Provided records:
++++++++

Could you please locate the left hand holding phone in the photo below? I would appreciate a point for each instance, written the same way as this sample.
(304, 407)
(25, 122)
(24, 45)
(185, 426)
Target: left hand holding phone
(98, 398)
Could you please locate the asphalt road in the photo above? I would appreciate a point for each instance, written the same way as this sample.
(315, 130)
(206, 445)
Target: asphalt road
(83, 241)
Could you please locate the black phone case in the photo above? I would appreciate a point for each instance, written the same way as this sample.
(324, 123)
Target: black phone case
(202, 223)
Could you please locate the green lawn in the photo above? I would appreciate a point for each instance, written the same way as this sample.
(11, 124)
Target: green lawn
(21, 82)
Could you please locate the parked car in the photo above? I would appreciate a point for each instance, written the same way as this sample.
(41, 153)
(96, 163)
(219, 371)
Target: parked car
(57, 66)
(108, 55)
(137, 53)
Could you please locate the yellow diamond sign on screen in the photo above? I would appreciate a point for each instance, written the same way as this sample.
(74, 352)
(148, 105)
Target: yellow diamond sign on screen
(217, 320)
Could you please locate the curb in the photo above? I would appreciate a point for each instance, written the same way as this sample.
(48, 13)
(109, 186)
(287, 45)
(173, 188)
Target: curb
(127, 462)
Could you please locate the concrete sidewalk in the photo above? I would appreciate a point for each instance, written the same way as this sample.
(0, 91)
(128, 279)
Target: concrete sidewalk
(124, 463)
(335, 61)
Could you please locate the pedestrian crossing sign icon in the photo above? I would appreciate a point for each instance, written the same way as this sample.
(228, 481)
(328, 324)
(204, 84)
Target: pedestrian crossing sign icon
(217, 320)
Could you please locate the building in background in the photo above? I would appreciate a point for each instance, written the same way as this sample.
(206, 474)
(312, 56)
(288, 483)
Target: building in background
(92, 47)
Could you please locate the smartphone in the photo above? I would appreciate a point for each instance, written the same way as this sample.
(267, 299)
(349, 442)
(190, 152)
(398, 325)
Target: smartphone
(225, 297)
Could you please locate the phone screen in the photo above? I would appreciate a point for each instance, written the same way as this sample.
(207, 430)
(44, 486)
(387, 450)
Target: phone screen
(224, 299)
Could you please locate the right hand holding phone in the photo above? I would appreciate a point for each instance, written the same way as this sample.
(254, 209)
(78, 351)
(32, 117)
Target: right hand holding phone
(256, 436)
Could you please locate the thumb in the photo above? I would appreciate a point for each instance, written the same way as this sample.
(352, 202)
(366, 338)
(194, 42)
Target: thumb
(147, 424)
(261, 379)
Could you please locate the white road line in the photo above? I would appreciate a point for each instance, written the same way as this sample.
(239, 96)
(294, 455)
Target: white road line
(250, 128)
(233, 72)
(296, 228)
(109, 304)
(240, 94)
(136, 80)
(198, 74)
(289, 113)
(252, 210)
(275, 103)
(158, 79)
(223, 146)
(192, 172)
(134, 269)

++++++++

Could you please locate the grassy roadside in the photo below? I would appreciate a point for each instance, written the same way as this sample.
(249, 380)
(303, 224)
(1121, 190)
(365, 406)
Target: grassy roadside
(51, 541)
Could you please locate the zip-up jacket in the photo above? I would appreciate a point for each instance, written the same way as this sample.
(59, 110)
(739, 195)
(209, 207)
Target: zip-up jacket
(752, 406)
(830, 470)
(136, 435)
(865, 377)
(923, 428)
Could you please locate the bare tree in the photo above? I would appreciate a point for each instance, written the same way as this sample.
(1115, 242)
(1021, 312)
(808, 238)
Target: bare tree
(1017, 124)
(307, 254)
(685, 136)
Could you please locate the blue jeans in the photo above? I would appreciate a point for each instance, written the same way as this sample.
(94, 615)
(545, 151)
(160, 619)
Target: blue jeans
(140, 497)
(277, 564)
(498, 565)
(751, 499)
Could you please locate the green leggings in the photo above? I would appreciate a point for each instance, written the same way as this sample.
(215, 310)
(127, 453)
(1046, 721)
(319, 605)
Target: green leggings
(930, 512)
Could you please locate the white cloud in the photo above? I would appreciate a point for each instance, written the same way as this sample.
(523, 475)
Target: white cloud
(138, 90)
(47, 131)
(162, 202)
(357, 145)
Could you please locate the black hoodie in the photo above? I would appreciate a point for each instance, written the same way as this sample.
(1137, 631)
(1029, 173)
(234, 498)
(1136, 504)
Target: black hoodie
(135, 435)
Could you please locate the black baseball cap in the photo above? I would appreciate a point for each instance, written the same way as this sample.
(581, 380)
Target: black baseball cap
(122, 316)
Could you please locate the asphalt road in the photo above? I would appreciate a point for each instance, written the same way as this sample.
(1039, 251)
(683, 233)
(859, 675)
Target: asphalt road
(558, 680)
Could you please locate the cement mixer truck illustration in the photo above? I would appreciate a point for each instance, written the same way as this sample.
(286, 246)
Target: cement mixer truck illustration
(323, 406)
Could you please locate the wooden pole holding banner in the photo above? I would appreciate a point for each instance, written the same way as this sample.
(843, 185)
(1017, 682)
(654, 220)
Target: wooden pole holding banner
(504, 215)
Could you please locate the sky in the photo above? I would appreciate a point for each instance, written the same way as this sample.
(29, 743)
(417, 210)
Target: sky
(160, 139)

++++++++

Work to complete:
Count the lines in the entries above that contain the word "blue". Reply with the number alone.

Exercise result:
2